▶ _Exercice 1_
Filtrez les entrées et ne gardez que les lignes où figure le mot « dark ». Recopiez chacune de ces lignes.

POSITION DE LA QUESTION ÉCONOMIQUE

De la propriété intellectuelle, études par MM. Frédéric Passy, Victor Modeste et P. Paillottet, avec une préface par M. Jules Simon. 1 volume in-18. Paris, E. Dentu, libraire-éditeur, 1859.


Malheur aux questions qui ne sont pas, comme les questions purement scientifiques, réservées aux investigations d’un petit nombre de savants compétents qui les discutent en termes techniques ! Malheur aux questions qui, soit parce qu’elles touchent directement à des intérêts particuliers, soit parce qu’elles tiennent à des principes de morale générale, tombent immédiatement dans le domaine de la discussion publique. Elles sont bientôt soustraites à la juridiction de la raison pour être livrées au caprice du sentiment individuel, et pour longtemps ravies à la science, elles demeurent abandonnées à tous les hasards de l’empirisme.

▶ _Exercice 2_
Selon le texte source, qui a écrit la préface de l'ouvrage sur la propriété intellectuelle ?

▶ _Données fournies_

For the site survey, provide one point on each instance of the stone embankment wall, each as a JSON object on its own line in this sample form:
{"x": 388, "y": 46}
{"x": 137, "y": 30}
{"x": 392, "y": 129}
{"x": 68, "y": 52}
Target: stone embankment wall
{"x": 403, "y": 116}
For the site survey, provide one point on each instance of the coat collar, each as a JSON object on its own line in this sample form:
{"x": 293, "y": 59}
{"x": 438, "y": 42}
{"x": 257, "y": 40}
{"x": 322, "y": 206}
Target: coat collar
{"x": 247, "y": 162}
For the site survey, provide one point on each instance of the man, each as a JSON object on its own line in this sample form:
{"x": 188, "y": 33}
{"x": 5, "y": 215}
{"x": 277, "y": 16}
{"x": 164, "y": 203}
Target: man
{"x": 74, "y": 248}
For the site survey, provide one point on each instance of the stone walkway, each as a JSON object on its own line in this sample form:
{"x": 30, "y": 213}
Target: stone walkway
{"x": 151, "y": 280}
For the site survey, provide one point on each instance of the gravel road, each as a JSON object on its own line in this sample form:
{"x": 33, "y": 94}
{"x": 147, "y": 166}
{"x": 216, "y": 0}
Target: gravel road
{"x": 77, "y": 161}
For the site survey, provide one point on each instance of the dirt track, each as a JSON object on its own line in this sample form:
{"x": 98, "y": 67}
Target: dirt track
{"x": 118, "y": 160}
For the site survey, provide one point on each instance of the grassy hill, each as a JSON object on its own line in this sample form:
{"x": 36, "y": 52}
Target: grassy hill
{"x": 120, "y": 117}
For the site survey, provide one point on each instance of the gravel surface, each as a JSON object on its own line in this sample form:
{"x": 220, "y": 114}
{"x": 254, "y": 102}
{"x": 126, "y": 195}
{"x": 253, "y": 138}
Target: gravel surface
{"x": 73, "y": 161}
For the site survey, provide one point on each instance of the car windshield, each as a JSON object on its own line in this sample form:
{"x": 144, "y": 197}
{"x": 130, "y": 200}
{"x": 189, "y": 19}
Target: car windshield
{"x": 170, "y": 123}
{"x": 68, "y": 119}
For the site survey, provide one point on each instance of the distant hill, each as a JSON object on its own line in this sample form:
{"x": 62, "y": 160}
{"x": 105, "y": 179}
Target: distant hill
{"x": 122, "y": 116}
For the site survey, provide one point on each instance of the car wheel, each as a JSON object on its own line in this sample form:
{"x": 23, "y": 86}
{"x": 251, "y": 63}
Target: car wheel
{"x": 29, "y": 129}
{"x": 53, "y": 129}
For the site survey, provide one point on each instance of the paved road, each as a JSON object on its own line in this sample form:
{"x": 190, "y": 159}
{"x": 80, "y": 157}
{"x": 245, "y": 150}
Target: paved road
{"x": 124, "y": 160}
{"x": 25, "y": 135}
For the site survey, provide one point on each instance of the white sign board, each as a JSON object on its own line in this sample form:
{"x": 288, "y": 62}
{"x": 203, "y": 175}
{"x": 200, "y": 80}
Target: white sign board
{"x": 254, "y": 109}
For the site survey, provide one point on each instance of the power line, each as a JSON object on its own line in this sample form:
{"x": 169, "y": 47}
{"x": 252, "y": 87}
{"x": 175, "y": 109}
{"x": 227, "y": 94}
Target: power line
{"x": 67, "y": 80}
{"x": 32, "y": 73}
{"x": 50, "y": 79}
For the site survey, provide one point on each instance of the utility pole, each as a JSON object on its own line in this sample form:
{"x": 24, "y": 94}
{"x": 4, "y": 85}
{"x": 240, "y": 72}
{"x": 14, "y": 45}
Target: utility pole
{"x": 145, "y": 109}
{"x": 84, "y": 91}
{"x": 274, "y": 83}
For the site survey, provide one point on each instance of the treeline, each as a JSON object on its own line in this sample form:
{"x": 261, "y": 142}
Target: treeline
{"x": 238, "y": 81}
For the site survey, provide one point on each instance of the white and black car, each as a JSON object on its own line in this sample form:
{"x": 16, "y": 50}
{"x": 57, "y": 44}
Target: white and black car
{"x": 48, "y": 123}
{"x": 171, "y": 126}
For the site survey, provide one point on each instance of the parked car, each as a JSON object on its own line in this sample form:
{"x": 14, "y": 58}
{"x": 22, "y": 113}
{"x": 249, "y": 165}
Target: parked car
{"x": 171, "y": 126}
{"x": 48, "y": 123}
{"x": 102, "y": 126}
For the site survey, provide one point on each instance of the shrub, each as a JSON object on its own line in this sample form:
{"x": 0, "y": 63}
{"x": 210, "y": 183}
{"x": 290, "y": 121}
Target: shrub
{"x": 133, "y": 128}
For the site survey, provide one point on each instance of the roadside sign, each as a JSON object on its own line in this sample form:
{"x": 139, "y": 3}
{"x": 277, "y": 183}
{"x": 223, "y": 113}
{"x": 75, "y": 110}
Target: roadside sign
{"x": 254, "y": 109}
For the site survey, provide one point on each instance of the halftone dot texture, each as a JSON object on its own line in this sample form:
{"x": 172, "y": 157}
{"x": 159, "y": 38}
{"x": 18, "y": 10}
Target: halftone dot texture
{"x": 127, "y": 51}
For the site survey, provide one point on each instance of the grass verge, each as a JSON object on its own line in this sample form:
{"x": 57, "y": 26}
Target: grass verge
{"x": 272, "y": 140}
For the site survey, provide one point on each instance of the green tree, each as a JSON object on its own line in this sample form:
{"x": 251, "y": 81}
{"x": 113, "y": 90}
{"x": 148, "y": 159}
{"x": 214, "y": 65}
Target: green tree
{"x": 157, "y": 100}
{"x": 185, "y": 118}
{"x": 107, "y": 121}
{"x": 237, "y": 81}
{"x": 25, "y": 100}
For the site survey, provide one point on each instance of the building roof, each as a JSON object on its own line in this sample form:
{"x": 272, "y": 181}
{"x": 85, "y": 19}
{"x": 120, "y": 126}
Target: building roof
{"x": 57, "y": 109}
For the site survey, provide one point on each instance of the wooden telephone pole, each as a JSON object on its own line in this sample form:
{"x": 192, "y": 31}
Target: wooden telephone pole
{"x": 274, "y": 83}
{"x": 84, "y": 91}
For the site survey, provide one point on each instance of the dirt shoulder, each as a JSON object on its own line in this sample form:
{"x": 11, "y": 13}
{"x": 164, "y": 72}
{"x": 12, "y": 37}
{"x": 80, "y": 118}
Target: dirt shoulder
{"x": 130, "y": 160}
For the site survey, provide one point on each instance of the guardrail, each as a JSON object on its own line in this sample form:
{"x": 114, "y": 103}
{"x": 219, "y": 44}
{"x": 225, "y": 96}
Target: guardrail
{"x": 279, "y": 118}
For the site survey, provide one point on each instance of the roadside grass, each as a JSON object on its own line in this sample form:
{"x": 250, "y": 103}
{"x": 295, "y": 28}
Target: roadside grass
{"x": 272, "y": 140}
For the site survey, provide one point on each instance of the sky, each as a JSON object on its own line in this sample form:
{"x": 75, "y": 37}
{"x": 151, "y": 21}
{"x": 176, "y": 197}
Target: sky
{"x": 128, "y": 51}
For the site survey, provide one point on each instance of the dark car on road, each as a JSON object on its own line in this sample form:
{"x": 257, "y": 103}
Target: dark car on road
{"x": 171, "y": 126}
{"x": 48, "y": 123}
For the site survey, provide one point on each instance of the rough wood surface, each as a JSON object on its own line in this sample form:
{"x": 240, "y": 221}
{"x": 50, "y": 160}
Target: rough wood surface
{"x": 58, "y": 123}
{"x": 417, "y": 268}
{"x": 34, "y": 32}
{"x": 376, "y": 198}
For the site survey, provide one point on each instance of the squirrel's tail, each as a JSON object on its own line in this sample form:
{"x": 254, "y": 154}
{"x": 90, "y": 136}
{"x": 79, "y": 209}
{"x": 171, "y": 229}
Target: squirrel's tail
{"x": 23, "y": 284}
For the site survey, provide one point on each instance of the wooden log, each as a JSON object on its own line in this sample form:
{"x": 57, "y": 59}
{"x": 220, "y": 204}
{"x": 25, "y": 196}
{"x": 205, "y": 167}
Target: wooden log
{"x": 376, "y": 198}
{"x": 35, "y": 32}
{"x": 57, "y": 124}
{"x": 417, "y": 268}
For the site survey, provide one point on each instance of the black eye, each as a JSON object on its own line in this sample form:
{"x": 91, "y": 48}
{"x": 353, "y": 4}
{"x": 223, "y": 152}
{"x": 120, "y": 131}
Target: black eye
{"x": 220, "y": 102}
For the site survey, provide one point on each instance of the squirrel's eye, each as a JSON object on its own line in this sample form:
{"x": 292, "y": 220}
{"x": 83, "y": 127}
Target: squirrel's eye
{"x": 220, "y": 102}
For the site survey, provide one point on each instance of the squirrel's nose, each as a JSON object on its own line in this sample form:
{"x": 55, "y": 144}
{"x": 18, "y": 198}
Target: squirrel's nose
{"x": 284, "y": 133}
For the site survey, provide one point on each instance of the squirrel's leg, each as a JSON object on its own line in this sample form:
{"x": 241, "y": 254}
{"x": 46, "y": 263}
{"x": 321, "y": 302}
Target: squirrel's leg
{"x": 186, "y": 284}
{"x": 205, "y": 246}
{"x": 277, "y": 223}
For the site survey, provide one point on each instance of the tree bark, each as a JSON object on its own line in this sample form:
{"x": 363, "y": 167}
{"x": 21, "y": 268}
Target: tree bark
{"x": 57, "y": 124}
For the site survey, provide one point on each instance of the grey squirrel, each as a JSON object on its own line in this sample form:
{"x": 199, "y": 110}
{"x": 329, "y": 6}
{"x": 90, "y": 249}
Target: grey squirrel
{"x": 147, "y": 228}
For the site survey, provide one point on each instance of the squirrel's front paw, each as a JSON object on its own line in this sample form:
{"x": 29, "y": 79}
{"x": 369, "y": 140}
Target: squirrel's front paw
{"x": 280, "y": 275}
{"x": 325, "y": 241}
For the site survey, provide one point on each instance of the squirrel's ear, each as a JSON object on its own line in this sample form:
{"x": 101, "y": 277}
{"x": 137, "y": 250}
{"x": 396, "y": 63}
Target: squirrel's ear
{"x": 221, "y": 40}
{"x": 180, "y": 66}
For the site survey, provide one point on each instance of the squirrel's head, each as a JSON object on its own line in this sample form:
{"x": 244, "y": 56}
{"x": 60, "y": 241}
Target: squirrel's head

▶ _Corrigé 1_
For the site survey, provide one point on each instance of the dark car on road, each as a JSON object on its own line in this sample form:
Target: dark car on road

▶ _Corrigé 2_
M. Jules Simon.